Referring expression data:

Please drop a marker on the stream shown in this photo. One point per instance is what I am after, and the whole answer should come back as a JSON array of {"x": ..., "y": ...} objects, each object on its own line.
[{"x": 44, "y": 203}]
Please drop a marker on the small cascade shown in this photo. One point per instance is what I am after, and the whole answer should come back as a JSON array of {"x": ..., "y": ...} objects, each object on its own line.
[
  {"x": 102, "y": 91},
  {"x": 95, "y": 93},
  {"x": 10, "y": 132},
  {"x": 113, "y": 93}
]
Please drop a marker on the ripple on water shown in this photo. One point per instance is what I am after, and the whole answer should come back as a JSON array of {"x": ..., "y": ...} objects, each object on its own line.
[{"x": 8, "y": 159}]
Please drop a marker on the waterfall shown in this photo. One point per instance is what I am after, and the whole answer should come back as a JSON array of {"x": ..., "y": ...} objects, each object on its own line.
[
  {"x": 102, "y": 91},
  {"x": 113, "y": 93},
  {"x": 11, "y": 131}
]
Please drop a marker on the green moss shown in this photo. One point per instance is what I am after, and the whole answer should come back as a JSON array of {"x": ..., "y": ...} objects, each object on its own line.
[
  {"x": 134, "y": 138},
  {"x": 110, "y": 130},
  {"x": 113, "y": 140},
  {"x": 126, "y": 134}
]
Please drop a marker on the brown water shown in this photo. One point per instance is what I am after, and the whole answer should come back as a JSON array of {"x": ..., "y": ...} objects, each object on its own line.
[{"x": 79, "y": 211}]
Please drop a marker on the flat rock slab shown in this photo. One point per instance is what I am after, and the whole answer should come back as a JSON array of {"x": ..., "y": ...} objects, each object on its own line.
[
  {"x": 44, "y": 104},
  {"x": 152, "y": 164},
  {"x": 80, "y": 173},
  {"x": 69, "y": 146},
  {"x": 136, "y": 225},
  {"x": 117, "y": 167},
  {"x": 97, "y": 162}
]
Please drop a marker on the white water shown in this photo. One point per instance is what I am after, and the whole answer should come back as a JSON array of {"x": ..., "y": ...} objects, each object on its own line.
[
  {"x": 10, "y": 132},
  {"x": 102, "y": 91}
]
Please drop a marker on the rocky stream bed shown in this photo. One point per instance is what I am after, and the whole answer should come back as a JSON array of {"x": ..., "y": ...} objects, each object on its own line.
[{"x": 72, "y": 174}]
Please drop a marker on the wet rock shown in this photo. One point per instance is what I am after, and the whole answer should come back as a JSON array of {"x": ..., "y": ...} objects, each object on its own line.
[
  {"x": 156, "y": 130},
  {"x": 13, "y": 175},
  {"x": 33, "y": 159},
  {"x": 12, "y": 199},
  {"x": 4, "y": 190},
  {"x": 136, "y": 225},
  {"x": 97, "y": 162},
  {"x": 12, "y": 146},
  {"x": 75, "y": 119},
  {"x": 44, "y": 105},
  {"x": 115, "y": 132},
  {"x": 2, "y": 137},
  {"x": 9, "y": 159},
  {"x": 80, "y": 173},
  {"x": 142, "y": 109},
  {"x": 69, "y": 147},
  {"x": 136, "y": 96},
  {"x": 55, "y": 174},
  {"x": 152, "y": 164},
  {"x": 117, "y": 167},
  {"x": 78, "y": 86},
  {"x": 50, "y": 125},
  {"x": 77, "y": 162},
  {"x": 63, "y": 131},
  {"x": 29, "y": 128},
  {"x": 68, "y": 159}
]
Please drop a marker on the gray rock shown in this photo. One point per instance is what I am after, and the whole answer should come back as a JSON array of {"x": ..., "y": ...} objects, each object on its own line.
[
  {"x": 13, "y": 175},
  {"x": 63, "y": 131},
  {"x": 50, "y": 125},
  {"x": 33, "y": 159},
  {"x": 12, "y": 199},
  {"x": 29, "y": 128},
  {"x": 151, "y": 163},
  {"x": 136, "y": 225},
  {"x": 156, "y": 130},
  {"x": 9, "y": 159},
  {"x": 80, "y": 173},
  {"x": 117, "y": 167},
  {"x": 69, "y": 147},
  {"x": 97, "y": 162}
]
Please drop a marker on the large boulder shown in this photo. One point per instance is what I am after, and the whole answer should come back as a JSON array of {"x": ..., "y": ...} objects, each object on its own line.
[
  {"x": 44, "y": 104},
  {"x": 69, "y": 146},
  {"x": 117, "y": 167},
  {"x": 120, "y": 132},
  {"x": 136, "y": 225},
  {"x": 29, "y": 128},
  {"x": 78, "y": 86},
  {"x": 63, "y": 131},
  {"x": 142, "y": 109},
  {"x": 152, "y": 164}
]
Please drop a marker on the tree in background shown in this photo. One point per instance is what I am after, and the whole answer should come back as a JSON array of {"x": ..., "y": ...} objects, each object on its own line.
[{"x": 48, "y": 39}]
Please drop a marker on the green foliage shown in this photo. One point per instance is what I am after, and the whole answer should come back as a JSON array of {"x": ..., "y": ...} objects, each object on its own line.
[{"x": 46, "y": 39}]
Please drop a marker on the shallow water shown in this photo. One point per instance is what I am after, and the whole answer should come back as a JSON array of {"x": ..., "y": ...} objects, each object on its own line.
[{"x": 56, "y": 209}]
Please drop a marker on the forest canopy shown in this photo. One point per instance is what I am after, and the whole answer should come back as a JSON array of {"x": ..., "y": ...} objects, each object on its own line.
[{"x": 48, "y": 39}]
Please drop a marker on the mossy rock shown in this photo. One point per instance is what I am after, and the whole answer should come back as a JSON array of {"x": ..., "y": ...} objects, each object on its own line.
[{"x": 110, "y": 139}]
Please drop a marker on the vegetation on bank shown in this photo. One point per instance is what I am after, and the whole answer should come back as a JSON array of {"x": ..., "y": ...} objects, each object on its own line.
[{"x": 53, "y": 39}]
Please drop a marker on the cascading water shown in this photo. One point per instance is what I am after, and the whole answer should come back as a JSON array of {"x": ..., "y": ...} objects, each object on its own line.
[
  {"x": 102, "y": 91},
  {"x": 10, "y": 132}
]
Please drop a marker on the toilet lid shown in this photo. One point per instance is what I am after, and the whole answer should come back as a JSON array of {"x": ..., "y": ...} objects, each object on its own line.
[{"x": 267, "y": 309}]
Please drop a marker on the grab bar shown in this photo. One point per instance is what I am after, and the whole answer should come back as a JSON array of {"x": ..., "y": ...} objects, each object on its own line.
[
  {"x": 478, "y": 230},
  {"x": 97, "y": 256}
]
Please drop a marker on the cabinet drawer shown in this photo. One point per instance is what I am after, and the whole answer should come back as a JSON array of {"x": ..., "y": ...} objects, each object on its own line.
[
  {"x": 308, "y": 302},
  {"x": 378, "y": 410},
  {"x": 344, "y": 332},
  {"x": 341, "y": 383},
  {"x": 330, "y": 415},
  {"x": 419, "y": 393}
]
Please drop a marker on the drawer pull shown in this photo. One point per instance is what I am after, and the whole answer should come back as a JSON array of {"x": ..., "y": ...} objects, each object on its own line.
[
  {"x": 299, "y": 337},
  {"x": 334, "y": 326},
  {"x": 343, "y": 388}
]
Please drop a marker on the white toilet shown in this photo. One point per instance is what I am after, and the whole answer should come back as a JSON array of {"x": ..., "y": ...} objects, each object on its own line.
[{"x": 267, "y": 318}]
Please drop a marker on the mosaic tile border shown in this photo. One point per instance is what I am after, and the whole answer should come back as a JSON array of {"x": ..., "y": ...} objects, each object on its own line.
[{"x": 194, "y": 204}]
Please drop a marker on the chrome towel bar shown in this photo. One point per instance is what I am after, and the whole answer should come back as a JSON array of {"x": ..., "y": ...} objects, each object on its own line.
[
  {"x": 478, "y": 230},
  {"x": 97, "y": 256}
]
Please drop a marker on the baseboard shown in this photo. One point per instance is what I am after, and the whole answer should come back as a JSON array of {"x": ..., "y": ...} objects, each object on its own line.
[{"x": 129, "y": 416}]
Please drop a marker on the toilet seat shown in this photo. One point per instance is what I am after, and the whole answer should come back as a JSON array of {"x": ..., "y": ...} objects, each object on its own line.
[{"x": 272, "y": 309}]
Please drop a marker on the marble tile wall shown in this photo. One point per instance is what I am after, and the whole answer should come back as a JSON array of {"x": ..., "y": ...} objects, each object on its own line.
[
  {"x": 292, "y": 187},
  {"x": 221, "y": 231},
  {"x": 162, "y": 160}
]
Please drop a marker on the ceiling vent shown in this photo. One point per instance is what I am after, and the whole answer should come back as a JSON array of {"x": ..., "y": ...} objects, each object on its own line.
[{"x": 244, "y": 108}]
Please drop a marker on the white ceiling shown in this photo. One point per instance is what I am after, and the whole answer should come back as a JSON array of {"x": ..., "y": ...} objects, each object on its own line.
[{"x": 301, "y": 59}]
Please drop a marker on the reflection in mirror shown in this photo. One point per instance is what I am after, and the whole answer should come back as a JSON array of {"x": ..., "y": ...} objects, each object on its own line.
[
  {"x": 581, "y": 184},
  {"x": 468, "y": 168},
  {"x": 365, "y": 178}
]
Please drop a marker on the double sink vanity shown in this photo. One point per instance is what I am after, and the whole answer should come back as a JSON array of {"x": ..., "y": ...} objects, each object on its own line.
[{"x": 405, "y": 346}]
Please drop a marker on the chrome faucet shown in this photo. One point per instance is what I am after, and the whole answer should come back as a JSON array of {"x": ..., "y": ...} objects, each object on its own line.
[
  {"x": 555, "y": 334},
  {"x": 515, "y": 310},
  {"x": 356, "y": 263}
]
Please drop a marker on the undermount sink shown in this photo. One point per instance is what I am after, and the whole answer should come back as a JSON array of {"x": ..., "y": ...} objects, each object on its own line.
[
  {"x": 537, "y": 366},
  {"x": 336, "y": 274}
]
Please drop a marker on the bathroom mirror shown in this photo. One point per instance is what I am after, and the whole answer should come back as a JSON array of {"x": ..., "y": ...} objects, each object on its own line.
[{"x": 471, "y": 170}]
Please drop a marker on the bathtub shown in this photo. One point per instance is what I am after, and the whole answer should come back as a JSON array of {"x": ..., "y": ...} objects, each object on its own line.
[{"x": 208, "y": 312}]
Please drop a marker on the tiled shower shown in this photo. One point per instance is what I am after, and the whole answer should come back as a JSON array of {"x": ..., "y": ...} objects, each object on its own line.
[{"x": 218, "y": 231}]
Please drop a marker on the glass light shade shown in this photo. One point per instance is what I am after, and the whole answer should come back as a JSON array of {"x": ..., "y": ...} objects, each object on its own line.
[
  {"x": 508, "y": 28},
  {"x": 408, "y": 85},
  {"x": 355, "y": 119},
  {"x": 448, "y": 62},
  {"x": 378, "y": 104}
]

--- What is expected ---
The answer should be exactly the lines from the one that contains "Please drop a marker on the glass" through the end of the entries, both ends included, and nothing besides.

--- Solution for this problem ---
Please drop a marker on the glass light shade shown in this photo. One point per instance is what I am after, and the whole answer should come back as a JSON array of {"x": ..., "y": ...} objects, each object on its own line.
[
  {"x": 508, "y": 28},
  {"x": 408, "y": 85},
  {"x": 355, "y": 119},
  {"x": 448, "y": 62},
  {"x": 378, "y": 104}
]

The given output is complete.